◆ EXERCISE
Print the line containing "Category: man standing on path" and each line after it to the end of the material below. Print nothing else.

◆ ◆ ◆ ◆ ◆ ◆ ◆

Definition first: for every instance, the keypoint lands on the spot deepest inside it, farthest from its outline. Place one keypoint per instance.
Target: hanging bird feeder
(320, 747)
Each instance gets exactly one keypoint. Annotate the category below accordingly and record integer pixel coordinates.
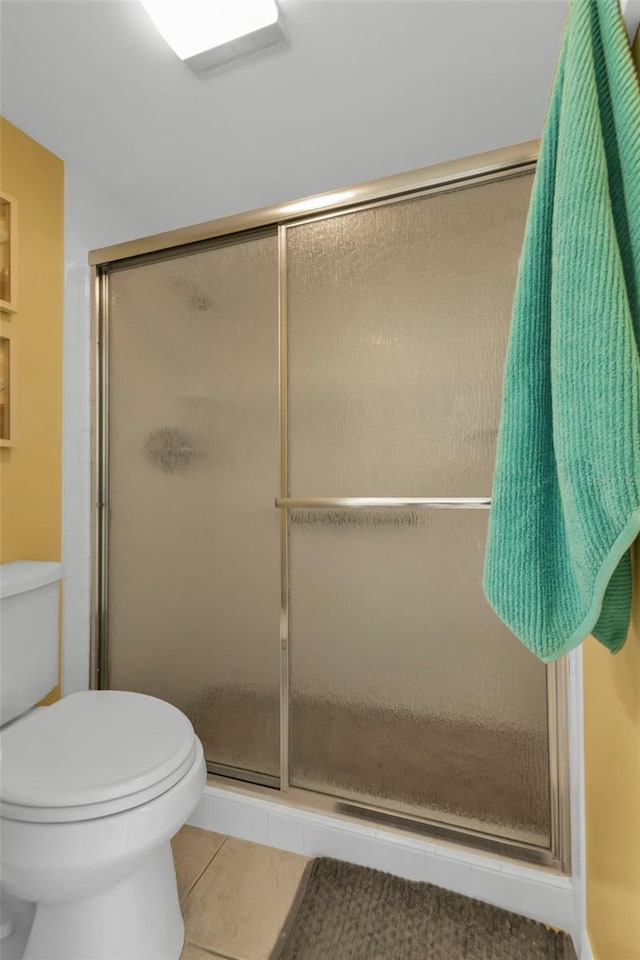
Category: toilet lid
(96, 749)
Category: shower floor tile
(237, 904)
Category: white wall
(91, 220)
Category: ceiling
(362, 89)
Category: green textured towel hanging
(566, 492)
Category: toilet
(92, 789)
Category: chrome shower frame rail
(493, 165)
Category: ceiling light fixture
(207, 33)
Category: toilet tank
(29, 591)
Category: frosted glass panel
(407, 691)
(194, 589)
(398, 323)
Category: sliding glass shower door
(193, 533)
(406, 691)
(298, 430)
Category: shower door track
(440, 178)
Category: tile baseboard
(529, 891)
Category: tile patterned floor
(234, 894)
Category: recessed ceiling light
(205, 33)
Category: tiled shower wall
(91, 220)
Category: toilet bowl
(92, 789)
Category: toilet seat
(92, 754)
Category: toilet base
(137, 918)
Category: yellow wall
(612, 784)
(31, 471)
(612, 774)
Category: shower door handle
(355, 503)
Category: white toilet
(92, 789)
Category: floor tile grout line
(213, 953)
(204, 869)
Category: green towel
(566, 494)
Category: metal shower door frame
(486, 167)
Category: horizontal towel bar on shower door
(348, 503)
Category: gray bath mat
(345, 912)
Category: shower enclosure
(297, 418)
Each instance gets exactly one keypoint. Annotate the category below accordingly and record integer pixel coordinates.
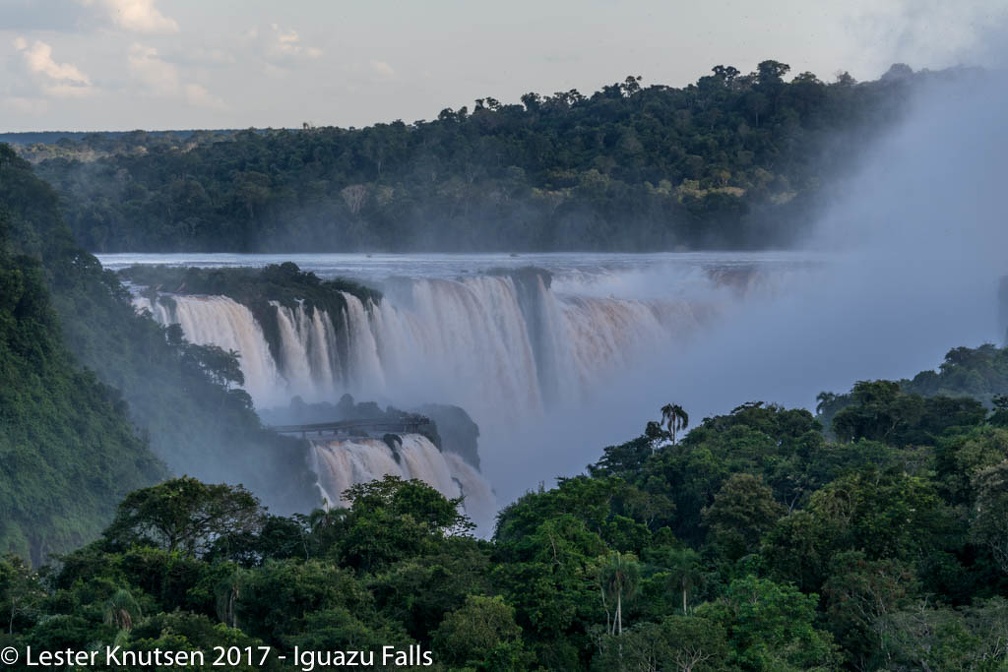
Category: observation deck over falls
(359, 428)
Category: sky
(124, 64)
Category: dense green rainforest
(72, 351)
(755, 542)
(731, 161)
(871, 535)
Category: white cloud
(136, 15)
(57, 80)
(31, 107)
(162, 79)
(159, 77)
(198, 96)
(279, 46)
(383, 69)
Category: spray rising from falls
(341, 463)
(515, 349)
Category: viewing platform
(352, 428)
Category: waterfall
(341, 463)
(505, 347)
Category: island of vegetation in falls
(756, 541)
(734, 160)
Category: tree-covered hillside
(68, 450)
(733, 161)
(753, 543)
(91, 391)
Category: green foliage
(482, 635)
(733, 160)
(186, 516)
(771, 627)
(68, 452)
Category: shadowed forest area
(733, 161)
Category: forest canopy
(734, 160)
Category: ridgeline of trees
(752, 543)
(732, 161)
(91, 392)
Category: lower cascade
(343, 462)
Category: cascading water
(514, 348)
(504, 347)
(341, 463)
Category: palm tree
(675, 418)
(122, 610)
(619, 574)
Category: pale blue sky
(113, 64)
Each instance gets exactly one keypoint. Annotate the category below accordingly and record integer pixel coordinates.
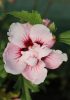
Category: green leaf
(65, 37)
(52, 27)
(32, 87)
(24, 16)
(25, 91)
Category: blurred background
(58, 88)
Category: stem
(25, 91)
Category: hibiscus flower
(29, 52)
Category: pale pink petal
(41, 34)
(36, 74)
(46, 22)
(12, 59)
(55, 59)
(18, 33)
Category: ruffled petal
(36, 74)
(18, 33)
(12, 57)
(55, 59)
(41, 34)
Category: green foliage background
(57, 11)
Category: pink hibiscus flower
(28, 52)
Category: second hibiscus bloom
(29, 52)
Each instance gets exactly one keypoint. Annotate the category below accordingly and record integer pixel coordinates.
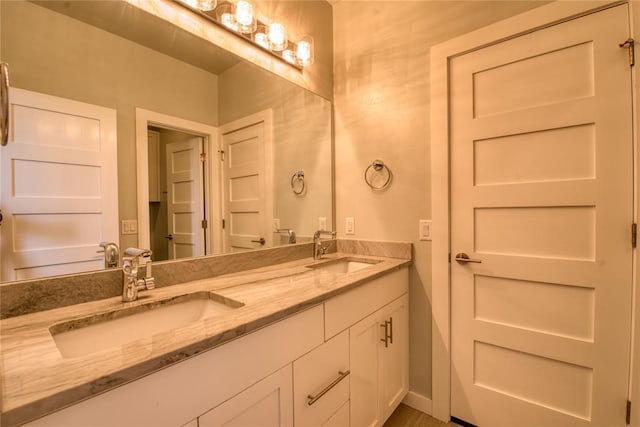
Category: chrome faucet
(292, 234)
(111, 254)
(318, 248)
(131, 285)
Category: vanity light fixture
(239, 17)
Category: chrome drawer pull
(313, 399)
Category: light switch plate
(424, 232)
(349, 225)
(129, 226)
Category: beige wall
(381, 95)
(51, 53)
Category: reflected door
(185, 194)
(245, 188)
(59, 186)
(541, 202)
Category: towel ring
(378, 167)
(297, 183)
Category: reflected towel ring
(378, 167)
(297, 183)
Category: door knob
(261, 241)
(463, 258)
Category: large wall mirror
(214, 154)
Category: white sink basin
(343, 265)
(88, 335)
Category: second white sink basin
(344, 265)
(90, 334)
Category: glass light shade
(289, 55)
(277, 37)
(226, 14)
(304, 51)
(206, 5)
(244, 17)
(261, 36)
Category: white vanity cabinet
(377, 317)
(175, 396)
(379, 364)
(321, 382)
(268, 403)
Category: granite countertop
(37, 379)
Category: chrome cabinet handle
(4, 103)
(463, 258)
(341, 375)
(388, 332)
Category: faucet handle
(136, 252)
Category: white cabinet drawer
(345, 310)
(321, 382)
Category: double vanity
(287, 340)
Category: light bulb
(289, 56)
(261, 37)
(206, 5)
(277, 37)
(304, 51)
(244, 17)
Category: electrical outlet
(349, 225)
(322, 223)
(424, 232)
(129, 226)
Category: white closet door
(59, 186)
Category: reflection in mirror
(175, 100)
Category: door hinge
(631, 44)
(628, 412)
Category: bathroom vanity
(302, 342)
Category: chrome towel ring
(378, 169)
(297, 183)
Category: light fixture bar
(262, 35)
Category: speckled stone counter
(37, 379)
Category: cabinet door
(379, 366)
(364, 347)
(268, 403)
(321, 382)
(395, 356)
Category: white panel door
(245, 189)
(185, 195)
(59, 186)
(541, 182)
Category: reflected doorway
(177, 194)
(175, 154)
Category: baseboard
(418, 402)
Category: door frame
(518, 25)
(146, 118)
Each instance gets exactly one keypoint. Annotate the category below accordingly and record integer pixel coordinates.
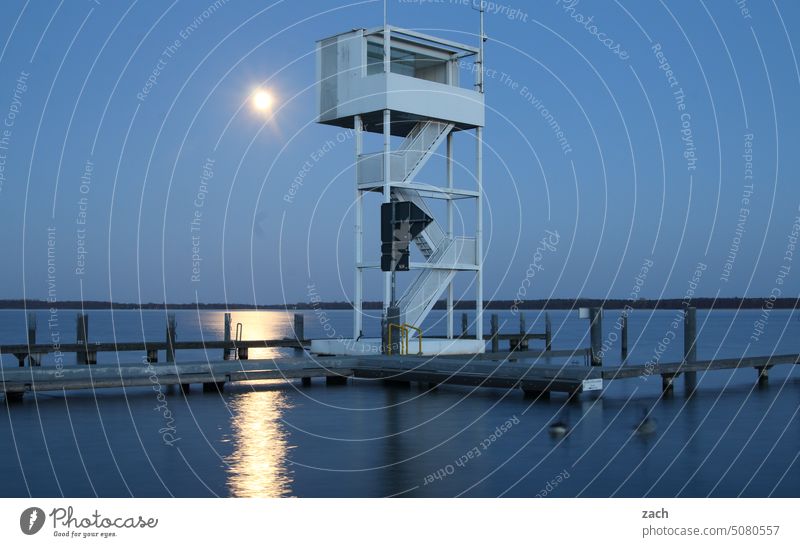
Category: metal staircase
(442, 254)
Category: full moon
(262, 100)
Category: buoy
(559, 428)
(647, 424)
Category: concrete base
(372, 346)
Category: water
(365, 439)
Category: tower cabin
(402, 83)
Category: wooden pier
(536, 372)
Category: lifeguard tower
(398, 82)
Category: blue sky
(113, 167)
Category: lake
(367, 439)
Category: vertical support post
(495, 328)
(690, 345)
(479, 227)
(82, 338)
(450, 230)
(299, 327)
(34, 359)
(359, 235)
(548, 333)
(387, 195)
(623, 343)
(596, 335)
(171, 328)
(522, 344)
(392, 318)
(227, 352)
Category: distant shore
(552, 304)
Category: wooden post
(690, 345)
(300, 334)
(548, 333)
(34, 359)
(596, 335)
(171, 329)
(81, 331)
(242, 352)
(299, 327)
(227, 352)
(623, 338)
(85, 356)
(667, 381)
(523, 334)
(494, 333)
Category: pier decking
(536, 372)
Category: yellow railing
(404, 337)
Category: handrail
(419, 336)
(403, 331)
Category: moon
(262, 100)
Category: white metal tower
(399, 82)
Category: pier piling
(34, 359)
(763, 375)
(548, 333)
(227, 352)
(596, 335)
(495, 330)
(171, 329)
(623, 338)
(690, 346)
(86, 356)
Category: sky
(133, 167)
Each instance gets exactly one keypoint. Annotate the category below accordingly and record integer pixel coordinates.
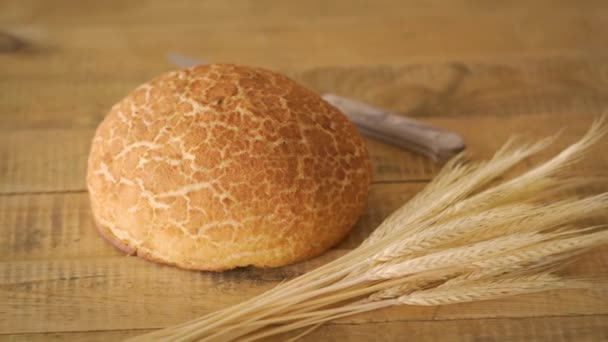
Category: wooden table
(487, 70)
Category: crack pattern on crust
(221, 166)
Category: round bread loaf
(221, 166)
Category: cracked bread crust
(221, 166)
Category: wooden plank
(583, 328)
(77, 93)
(61, 155)
(335, 42)
(59, 226)
(123, 293)
(57, 274)
(66, 13)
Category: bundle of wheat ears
(472, 234)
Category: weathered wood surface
(486, 71)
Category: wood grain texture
(484, 70)
(62, 154)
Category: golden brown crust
(221, 166)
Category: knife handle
(438, 144)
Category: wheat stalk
(469, 235)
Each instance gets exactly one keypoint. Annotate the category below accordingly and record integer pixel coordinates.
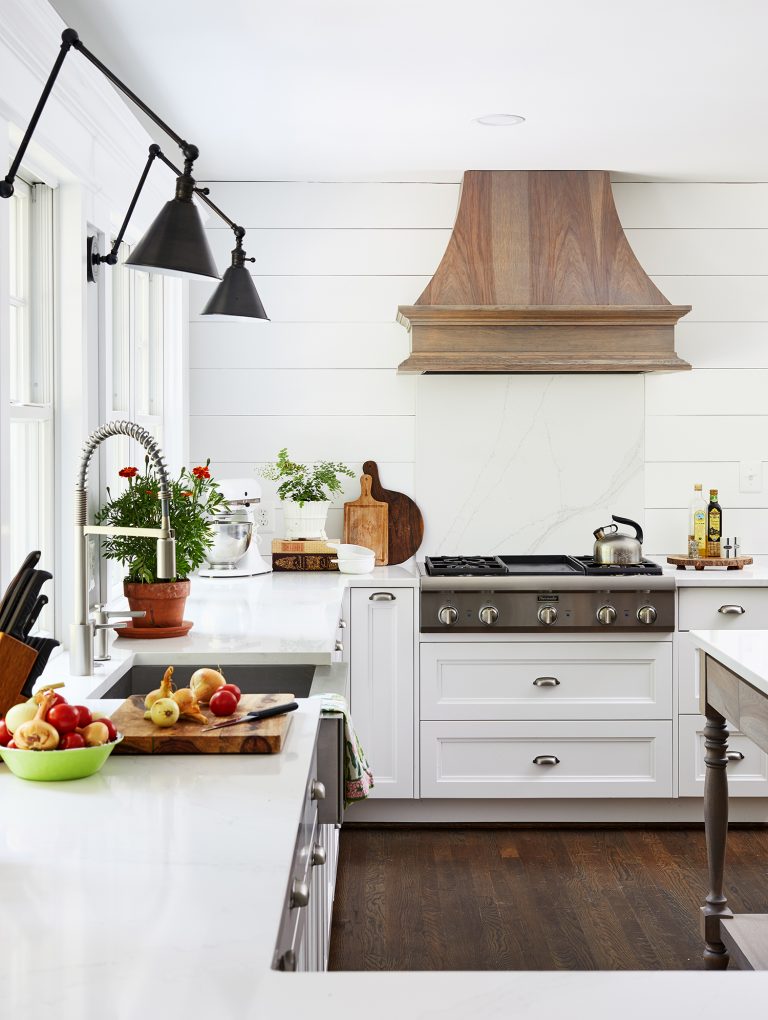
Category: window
(32, 378)
(134, 378)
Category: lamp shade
(236, 295)
(175, 244)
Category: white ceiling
(352, 90)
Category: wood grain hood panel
(539, 276)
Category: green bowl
(53, 766)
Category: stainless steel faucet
(83, 629)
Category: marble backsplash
(526, 464)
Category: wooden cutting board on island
(405, 525)
(365, 522)
(141, 736)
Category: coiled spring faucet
(83, 629)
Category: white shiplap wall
(335, 260)
(706, 245)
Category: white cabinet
(381, 699)
(544, 680)
(716, 608)
(481, 759)
(748, 765)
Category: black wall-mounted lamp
(175, 243)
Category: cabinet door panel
(541, 680)
(381, 685)
(699, 608)
(575, 759)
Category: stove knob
(647, 615)
(448, 615)
(606, 614)
(489, 615)
(547, 615)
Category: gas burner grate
(464, 566)
(646, 567)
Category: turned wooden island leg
(716, 831)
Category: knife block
(16, 659)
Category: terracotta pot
(163, 602)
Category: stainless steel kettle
(613, 549)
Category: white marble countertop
(273, 617)
(154, 888)
(744, 652)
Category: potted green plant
(194, 498)
(304, 491)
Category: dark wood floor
(441, 899)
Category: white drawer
(595, 759)
(595, 680)
(699, 608)
(748, 776)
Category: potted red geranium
(194, 498)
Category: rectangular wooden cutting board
(141, 736)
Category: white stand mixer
(236, 550)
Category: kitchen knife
(16, 595)
(44, 647)
(33, 617)
(24, 603)
(30, 562)
(264, 713)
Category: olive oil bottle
(698, 523)
(714, 524)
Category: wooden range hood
(539, 276)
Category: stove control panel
(480, 610)
(489, 615)
(547, 615)
(606, 615)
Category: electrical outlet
(751, 476)
(263, 518)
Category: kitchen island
(154, 888)
(733, 683)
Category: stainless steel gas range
(543, 594)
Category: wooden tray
(732, 562)
(141, 736)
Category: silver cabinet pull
(299, 894)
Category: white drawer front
(748, 776)
(699, 608)
(595, 680)
(596, 759)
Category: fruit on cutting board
(163, 713)
(223, 703)
(205, 682)
(164, 691)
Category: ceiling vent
(539, 276)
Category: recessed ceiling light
(499, 119)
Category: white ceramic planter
(307, 521)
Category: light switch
(751, 476)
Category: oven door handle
(546, 681)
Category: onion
(205, 682)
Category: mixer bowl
(231, 542)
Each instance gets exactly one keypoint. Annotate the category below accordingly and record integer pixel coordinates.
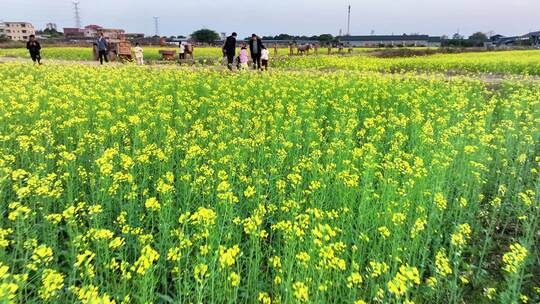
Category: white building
(51, 26)
(19, 31)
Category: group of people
(259, 53)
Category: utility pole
(77, 14)
(156, 25)
(349, 22)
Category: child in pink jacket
(243, 57)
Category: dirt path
(492, 79)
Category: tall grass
(181, 186)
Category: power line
(349, 22)
(77, 14)
(156, 25)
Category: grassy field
(127, 184)
(512, 62)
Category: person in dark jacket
(255, 47)
(101, 44)
(34, 48)
(229, 49)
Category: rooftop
(385, 38)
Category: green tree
(205, 36)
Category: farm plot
(175, 185)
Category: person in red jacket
(34, 48)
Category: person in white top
(264, 58)
(139, 54)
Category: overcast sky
(271, 17)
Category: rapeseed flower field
(126, 184)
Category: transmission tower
(77, 14)
(156, 25)
(349, 22)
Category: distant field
(150, 53)
(512, 62)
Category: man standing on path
(255, 47)
(102, 48)
(34, 48)
(181, 51)
(230, 49)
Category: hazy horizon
(290, 17)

◆ ◆ ◆ ◆ ◆ ◆ ◆

◆ OUTPUT FOR THIS TASK
Category: man standing on path
(255, 47)
(102, 48)
(34, 48)
(181, 51)
(230, 49)
Category: hazy horizon
(290, 17)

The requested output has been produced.